▸ **DOCUMENT EXCERPT**
━━━━━━━━━━━━━━━━━━━━
String Distance

Natural provides an implementation of three algorithms for calculating string distance: Hamming distance, Jaro-Winkler, Levenshtein distance, and Dice coefficient.

Hamming distance measures the distance between two strings of equal length by counting the number of different characters. The third parameter indicates whether case should be ignored. By default the algorithm is case sensitive.

var natural = require('natural');
console.log(natural.HammingDistance("karolin", "kathrin", false));
console.log(natural.HammingDistance("karolin", "kerstin", false));
// If strings differ in length -1 is returned
console.log(natural.HammingDistance("short string", "longer string", false));

Output:

3
3
-1

The Jaro–Winkler string distance measuring algorithm will return a number between 0 and 1 which tells how closely the strings match (0 = not at all, 1 = exact match):

var natural = require('natural');
console.log(natural.JaroWinklerDistance("dixon","dicksonx"));
console.log(natural.JaroWinklerDistance('not', 'same'));

Output:

0.7466666666666666
0

If the distance between the strings is already known you can pass it as a third parameter. And you can force the algorithm to ignore case by passing a fourth parameter as follows:

var natural = require('natural');
console.log(natural.JaroWinklerDistance("dixon","dicksonx", undefined, true));

Natural also offers support for Levenshtein distances:

var natural = require('natural');
console.log(natural.LevenshteinDistance("ones","onez"));
console.log(natural.LevenshteinDistance('one', 'one'));

Output:

1
0

The cost of the three edit operations are modifiable for Levenshtein:

console.log(natural.LevenshteinDistance("ones","onez", {
    insertion_cost: 1,
    deletion_cost: 1,
    substitution_cost: 1
}));

Output:

1

Full Damerau-Levenshtein matching can be used if you want to consider character transpositions as a valid edit operation.
━━━━━━━━━━━━━━━━━━━━
▸ **WHAT TO WORK ON**
a – Copy out everything in the string distance page from "Hamming distance measures" down to "is case sensitive.".
b – Carry on writing the string distance page, starting right after its final sentence.
━━━━━━━━━━━━━━━━━━━━
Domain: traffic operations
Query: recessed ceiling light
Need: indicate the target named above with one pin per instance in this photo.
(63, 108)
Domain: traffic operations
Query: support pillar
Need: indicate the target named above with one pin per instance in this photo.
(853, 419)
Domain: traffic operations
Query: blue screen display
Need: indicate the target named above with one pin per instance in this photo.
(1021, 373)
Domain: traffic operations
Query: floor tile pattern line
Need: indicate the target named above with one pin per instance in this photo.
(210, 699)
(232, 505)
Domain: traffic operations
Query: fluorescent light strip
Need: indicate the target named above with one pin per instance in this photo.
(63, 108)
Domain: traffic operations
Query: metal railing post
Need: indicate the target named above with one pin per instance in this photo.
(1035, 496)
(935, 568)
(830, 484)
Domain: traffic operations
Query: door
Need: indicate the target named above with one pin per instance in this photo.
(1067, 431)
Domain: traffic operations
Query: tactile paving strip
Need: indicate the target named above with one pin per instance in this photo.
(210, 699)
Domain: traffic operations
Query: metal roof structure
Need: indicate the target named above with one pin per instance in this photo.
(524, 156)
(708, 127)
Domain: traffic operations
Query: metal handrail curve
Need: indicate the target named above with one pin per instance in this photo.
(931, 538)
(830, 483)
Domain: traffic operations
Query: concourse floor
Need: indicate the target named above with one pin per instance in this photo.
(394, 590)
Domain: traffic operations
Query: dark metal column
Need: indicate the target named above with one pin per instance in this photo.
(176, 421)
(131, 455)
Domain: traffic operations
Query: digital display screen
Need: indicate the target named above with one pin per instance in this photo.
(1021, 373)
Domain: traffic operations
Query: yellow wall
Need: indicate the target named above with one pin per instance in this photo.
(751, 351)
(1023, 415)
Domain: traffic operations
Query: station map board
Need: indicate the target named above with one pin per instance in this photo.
━━━━━━━━━━━━━━━━━━━━
▸ **THE RESPONSES**
a –
Hamming distance measures the distance between two strings of equal length by counting the number of different characters. The third parameter indicates whether case should be ignored. By default the algorithm is case sensitive.

b –
console.log(natural.DamerauLevenshteinDistance("az", "za"));

Output:

1

The transposition cost can be modified as well:

console.log(natural.DamerauLevenshteinDistance("az", "za", { transposition_cost: 0 }))

Output:

0

A restricted form of Damerau-Levenshtein (Optimal String Alignment) is available.

This form of matching is more space efficient than unrestricted Damerau-Levenshtein, by only considering a transposition if there are no characters between the transposed characters.

Comparison:

// Optimal String Alignment
console.log(natural.DamerauLevenshteinDistance('ABC', 'ACB'), { restricted: true });
1
console.log(natural.DamerauLevenshteinDistance('CA', 'ABC', { restricted: true }));
2
// Unrestricted Damerau-Levenshtein
console.log(natural.DamerauLevenshteinDistance('CA', 'ABC', { restricted: false }));
1

And Dice’s co-efficient:

var natural = require('natural');
console.log(natural.DiceCoefficient('thing', 'thing'));
console.log(natural.DiceCoefficient('not', 'same'));

Output:

1
0

Approximate String Matching

Currently matching is supported via the Levenshtein algorithm.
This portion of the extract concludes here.